Problem:
What must be returned is the number of lines in the records holding the word "wall", with no other text.

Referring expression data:
-*-*-

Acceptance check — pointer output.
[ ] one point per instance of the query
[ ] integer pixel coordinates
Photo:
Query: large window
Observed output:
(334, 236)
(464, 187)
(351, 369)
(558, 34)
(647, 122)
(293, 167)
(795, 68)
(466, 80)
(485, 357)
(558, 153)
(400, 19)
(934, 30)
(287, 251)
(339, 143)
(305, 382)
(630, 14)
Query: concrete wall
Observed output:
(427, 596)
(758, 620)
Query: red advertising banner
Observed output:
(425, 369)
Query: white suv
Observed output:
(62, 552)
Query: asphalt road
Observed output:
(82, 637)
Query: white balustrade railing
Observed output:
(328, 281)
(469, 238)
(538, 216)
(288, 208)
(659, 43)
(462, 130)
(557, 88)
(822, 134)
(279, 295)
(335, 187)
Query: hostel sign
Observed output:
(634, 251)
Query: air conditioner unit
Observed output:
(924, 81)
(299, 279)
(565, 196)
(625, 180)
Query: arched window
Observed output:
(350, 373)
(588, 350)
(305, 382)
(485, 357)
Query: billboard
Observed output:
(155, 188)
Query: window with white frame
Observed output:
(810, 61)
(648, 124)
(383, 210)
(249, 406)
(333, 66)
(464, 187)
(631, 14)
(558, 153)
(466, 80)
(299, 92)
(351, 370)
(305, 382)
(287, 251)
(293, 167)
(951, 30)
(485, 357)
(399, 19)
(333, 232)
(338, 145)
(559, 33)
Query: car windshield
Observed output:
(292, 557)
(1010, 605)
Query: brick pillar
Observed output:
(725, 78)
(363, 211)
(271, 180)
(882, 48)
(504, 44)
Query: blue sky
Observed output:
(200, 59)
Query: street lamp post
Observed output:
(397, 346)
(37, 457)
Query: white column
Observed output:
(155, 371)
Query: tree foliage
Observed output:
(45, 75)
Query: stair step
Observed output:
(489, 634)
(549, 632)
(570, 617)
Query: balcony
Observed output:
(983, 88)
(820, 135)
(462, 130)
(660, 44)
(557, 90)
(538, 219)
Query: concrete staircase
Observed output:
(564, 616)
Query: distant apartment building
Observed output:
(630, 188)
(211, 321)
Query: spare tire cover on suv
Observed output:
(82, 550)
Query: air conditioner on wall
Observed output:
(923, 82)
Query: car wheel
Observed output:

-*-*-

Answer section:
2